▶ _Objective_
Format every line of the data below as a numbered list, skipping any blank lines. Leave the pictures out of your answer.

Point annotation data
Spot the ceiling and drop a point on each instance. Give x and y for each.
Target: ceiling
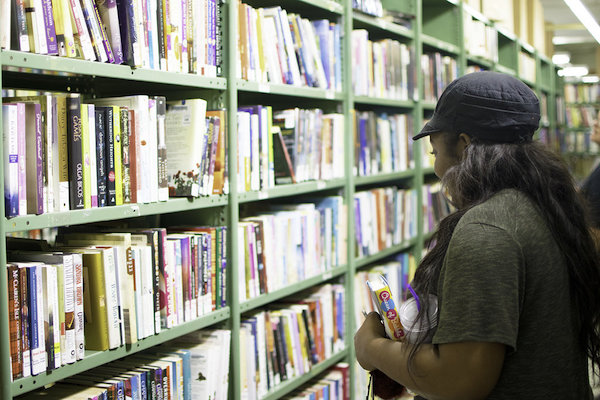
(564, 24)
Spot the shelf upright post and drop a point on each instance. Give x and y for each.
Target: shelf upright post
(462, 55)
(230, 32)
(348, 106)
(5, 367)
(418, 179)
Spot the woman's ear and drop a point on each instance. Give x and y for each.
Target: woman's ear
(464, 140)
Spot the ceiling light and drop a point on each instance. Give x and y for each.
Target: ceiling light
(561, 58)
(590, 79)
(575, 70)
(582, 13)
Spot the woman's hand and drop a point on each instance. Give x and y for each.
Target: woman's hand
(371, 329)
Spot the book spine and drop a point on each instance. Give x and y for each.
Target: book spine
(50, 30)
(64, 28)
(25, 322)
(21, 158)
(21, 28)
(11, 166)
(78, 306)
(125, 155)
(92, 155)
(85, 41)
(103, 34)
(75, 152)
(110, 17)
(85, 157)
(14, 321)
(163, 184)
(116, 117)
(101, 156)
(41, 39)
(110, 157)
(87, 7)
(62, 157)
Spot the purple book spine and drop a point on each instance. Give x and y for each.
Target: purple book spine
(104, 35)
(21, 158)
(49, 27)
(39, 150)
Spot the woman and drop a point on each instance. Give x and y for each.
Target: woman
(514, 269)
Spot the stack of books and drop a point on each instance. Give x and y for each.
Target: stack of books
(314, 234)
(175, 36)
(287, 341)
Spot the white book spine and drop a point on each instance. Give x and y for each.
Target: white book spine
(11, 166)
(84, 36)
(21, 161)
(78, 298)
(69, 350)
(93, 160)
(112, 298)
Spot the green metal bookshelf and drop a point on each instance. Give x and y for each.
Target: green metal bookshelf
(437, 26)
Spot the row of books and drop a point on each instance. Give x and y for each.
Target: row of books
(436, 206)
(333, 385)
(63, 152)
(290, 243)
(287, 341)
(582, 93)
(382, 143)
(581, 116)
(383, 68)
(99, 291)
(178, 36)
(438, 71)
(480, 39)
(194, 366)
(384, 217)
(276, 47)
(288, 146)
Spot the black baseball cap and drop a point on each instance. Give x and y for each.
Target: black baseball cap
(490, 106)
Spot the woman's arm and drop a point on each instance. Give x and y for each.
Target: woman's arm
(450, 371)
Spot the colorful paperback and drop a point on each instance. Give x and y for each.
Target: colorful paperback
(384, 303)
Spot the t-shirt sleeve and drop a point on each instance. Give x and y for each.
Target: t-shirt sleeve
(480, 287)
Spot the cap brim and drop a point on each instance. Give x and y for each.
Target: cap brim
(428, 129)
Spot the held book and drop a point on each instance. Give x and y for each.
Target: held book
(384, 303)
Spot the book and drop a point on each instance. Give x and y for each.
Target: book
(19, 35)
(383, 301)
(74, 137)
(186, 127)
(83, 40)
(14, 318)
(49, 28)
(64, 29)
(11, 167)
(109, 17)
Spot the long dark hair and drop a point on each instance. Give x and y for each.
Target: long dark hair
(487, 168)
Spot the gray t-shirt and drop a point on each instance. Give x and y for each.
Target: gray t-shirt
(504, 280)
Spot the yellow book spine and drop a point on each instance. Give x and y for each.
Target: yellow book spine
(118, 155)
(94, 303)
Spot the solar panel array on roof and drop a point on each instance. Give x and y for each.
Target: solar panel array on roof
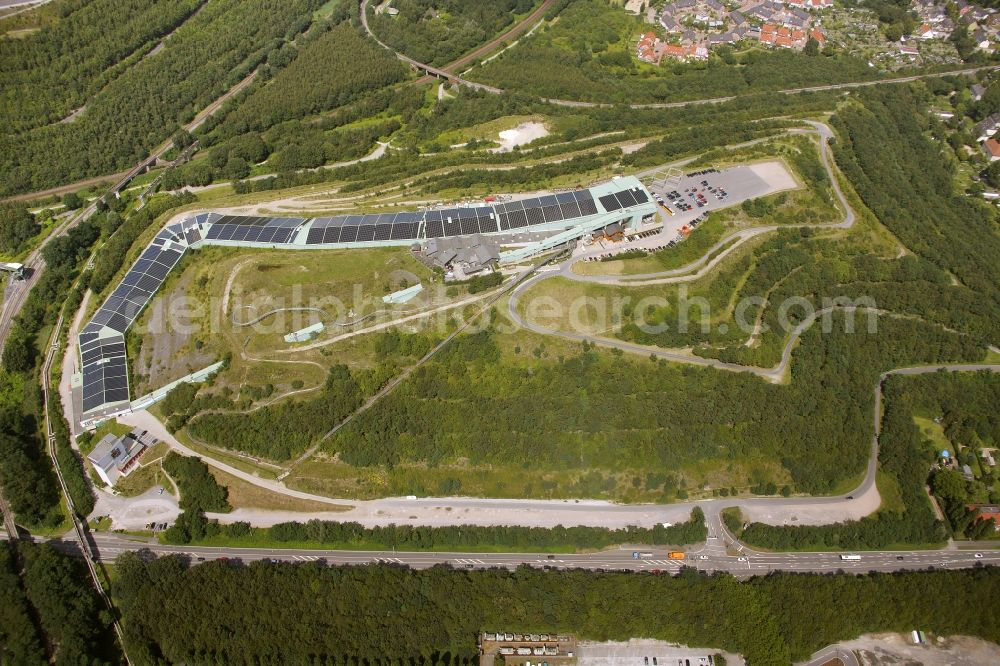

▶ _Output for this exercise_
1. Spot the ceiling and drop a point on each instance. Give x and y for each.
2. Target: ceiling
3. (564, 24)
4. Spot the shelf upright post and drop a point on each instance. Give x and y for each.
5. Target: shelf upright post
6. (462, 55)
7. (230, 32)
8. (348, 106)
9. (5, 367)
10. (418, 179)
11. Spot the woman's ear and drop a point on each instance. Give x and y for each.
12. Target: woman's ear
13. (464, 140)
14. Spot the ceiling light and drop a point on each instance. Give x and y for each.
15. Target: ceiling light
16. (561, 58)
17. (590, 79)
18. (575, 70)
19. (582, 13)
20. Spot the woman's hand and drop a point on each instance. Give x and y for each.
21. Target: woman's hand
22. (371, 329)
23. Spot the book spine and drop a point on each instance. Give x and y for each.
24. Target: book spine
25. (50, 30)
26. (64, 28)
27. (25, 322)
28. (21, 158)
29. (21, 28)
30. (11, 166)
31. (78, 306)
32. (125, 155)
33. (92, 155)
34. (85, 41)
35. (103, 34)
36. (75, 152)
37. (110, 17)
38. (85, 157)
39. (14, 321)
40. (163, 184)
41. (116, 117)
42. (101, 156)
43. (41, 39)
44. (110, 157)
45. (87, 7)
46. (62, 157)
47. Spot the purple book spine and drop a point on each instance. Give x and y for each.
48. Target: purple book spine
49. (104, 35)
50. (21, 158)
51. (49, 27)
52. (39, 150)
53. Spot the woman and drop a point on each instance. Give x and y for each.
54. Target: woman
55. (514, 269)
56. Spot the stack of books and drop a point on each instance. Give x and y for each.
57. Target: stack of books
58. (314, 234)
59. (175, 36)
60. (287, 341)
61. Spot the white book spine and drop a point on each instance. Give x and y for each.
62. Target: white book spine
63. (11, 166)
64. (84, 36)
65. (21, 161)
66. (78, 298)
67. (69, 350)
68. (93, 160)
69. (112, 298)
70. Spot the green metal bookshelf and drop a point on each instance. Give x and y for each.
71. Target: green metal bookshelf
72. (437, 26)
73. Spot the row of books and drop a point on each instance. Give x and y for each.
74. Target: row of books
75. (436, 206)
76. (333, 385)
77. (63, 152)
78. (290, 243)
79. (287, 341)
80. (582, 93)
81. (382, 143)
82. (581, 116)
83. (383, 68)
84. (99, 291)
85. (178, 36)
86. (438, 71)
87. (480, 39)
88. (194, 366)
89. (384, 217)
90. (276, 47)
91. (288, 146)
92. Spot the black baseball cap and drop a point on each instance. Give x and y for each.
93. Target: black baseball cap
94. (490, 106)
95. Spot the woman's arm and drop a point on each instance. Give x and y for each.
96. Target: woman's arm
97. (450, 371)
98. Spot the colorful paperback and drop a point on each instance. Give x and y for each.
99. Target: colorful paperback
100. (384, 303)
101. Spot the t-shirt sleeve and drop a point on each instance. Give x and y for each.
102. Target: t-shirt sleeve
103. (480, 287)
104. Spot the cap brim and drop a point on each instance. Give x and y for each.
105. Target: cap brim
106. (428, 129)
107. Spot the held book and drop a point on each instance. Give x and y for each.
108. Target: held book
109. (384, 303)
110. Spot the book and drop a point on each instance. Give x and y for each.
111. Target: book
112. (19, 35)
113. (383, 301)
114. (74, 137)
115. (186, 127)
116. (83, 40)
117. (14, 318)
118. (49, 28)
119. (64, 29)
120. (11, 167)
121. (109, 17)
122. Spot the long dark hair and drop a point on each instance. Give x and y for each.
123. Target: long dark hair
124. (487, 168)
125. Spot the gray t-shirt and drop a point on each instance. Give x and y for each.
126. Target: gray t-shirt
127. (504, 280)
128. Spot the yellow book spine and drop a point on each instance. Give x and y for each.
129. Target: yellow book spine
130. (118, 155)
131. (94, 303)
132. Spot the solar panel array on roof and drop a point on each instance. Give x and y for each.
133. Target: solar panel array on roof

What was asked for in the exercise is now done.